**Assigned task 1**
Answer these questions about the text on Krentz and golf:
(a) About what handicap does Krentz play to?
(b) How many pull carts did he go through over the past summer?
(c) On what date last year did snow force his clubs into storage?
**Assigned task 2**
Please carry on the text on Krentz and golf, starting after its final sentence.
Supplied text Start Marker
This job I have, of writing about sports, has made me fortunate enough to meet countless athletes who play for varied reasons, sometimes several at once. They play to win, they play to get paid, they play for the recognition and some play because they don’t know what they’d do otherwise.

Krentz isn’t a professional but he’s really good by normal people standards. He doesn’t have an official handicap but plays to around a five, so he isn’t doing this to break into the ranks of the PGA Tour and start teeing it up next to Dustin Johnson and Brooks Koepka.

He’s doing it because he truly adores it, the activity, the endeavor, the peace and the outdoors, so much so that he went through three pull carts over the past summer and kept on going even when shin splints threatened to slow him down.
 
Last year, Krentz did not skip a day of playing from April 1 to Dec. 12, when a blanket of snow fell on Southern Wisconsin and forced his clubs into storage for a while.
Supplied text End Marker
Data listing Start Marker
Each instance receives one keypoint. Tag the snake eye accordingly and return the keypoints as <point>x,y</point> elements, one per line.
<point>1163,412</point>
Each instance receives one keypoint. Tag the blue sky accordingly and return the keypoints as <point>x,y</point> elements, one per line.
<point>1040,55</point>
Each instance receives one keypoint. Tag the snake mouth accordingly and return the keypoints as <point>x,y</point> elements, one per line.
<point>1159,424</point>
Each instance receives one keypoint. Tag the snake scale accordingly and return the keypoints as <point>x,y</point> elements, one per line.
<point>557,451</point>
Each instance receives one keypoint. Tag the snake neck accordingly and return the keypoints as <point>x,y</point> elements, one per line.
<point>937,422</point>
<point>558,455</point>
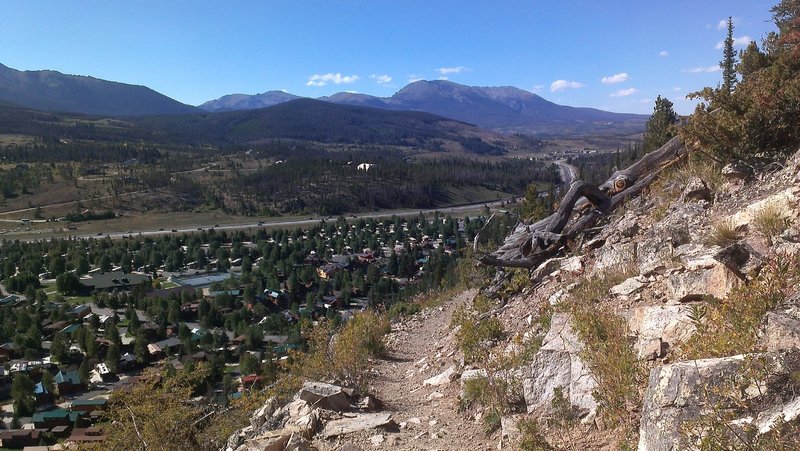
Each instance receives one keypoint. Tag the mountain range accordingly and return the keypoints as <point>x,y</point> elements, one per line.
<point>53,91</point>
<point>505,109</point>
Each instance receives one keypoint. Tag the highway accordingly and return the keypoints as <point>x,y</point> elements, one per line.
<point>278,223</point>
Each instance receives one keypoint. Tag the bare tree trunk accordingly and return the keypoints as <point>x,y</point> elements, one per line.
<point>529,245</point>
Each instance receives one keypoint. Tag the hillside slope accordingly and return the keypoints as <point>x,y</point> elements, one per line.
<point>503,108</point>
<point>678,319</point>
<point>53,91</point>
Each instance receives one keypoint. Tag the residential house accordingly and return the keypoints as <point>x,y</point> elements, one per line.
<point>20,438</point>
<point>88,405</point>
<point>42,394</point>
<point>112,281</point>
<point>56,417</point>
<point>92,434</point>
<point>8,351</point>
<point>68,382</point>
<point>80,311</point>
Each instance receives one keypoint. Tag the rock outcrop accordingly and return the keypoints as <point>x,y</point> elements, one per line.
<point>558,365</point>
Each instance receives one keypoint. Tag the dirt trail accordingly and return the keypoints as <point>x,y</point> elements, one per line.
<point>420,348</point>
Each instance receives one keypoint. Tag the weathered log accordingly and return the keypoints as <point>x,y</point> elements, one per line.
<point>528,245</point>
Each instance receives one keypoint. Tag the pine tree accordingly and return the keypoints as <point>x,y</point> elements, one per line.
<point>728,63</point>
<point>660,125</point>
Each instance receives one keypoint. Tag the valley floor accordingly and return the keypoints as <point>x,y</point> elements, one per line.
<point>420,348</point>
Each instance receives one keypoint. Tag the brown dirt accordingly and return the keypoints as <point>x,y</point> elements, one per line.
<point>419,348</point>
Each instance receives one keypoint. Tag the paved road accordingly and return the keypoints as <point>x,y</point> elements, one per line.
<point>312,220</point>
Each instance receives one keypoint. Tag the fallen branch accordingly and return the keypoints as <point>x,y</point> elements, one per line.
<point>529,245</point>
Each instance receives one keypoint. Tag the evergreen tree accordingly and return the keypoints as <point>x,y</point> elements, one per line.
<point>751,60</point>
<point>49,382</point>
<point>728,63</point>
<point>112,357</point>
<point>59,349</point>
<point>83,371</point>
<point>660,125</point>
<point>22,394</point>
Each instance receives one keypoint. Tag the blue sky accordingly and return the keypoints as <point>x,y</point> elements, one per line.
<point>615,55</point>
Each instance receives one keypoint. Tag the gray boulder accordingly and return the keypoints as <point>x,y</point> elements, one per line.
<point>558,365</point>
<point>679,393</point>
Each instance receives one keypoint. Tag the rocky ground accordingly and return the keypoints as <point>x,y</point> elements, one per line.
<point>668,263</point>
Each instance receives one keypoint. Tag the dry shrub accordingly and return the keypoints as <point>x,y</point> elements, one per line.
<point>731,326</point>
<point>770,222</point>
<point>608,352</point>
<point>337,356</point>
<point>723,233</point>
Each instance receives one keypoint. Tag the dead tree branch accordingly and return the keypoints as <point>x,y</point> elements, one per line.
<point>529,245</point>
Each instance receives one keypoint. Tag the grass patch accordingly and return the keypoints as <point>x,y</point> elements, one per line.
<point>341,356</point>
<point>608,352</point>
<point>476,336</point>
<point>731,326</point>
<point>769,222</point>
<point>723,233</point>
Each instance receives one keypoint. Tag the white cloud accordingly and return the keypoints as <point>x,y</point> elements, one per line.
<point>451,70</point>
<point>723,23</point>
<point>737,42</point>
<point>559,85</point>
<point>381,79</point>
<point>625,92</point>
<point>701,69</point>
<point>337,79</point>
<point>614,79</point>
Data listing End Marker
**Task answer 1**
(a) Around a five.
(b) Three.
(c) Dec. 12.

**Task answer 2**
His annual tally ended up at 1,974 rounds and 17,766 holes (Norsk is a nine-hole course). That’s a lot of golf. And a lot of walking.

It could be that Krentz’s efforts are good enough for a world record, but he’s not quite sure. Texan Barry Gibbons set a Guinness mark with 15,804 holes in 2016, which was bettered in 2019 by retired serviceman Yancy Methvien of Louisiana, who played 16,398 holes as part of a battle to cope with PTSD following active duty.

At last word, Gibbons was attempting to recapture the record and was approaching 18,000 holes last year, but then the website he used to record his rounds went down and updates have not been forthcoming.

Krentz isn’t too worried about records anyways.

He once played 135 holes in a day, mixing Norsk and another local course, Dodge Point Country Club. “I started early,” he said. “And I just kept going.”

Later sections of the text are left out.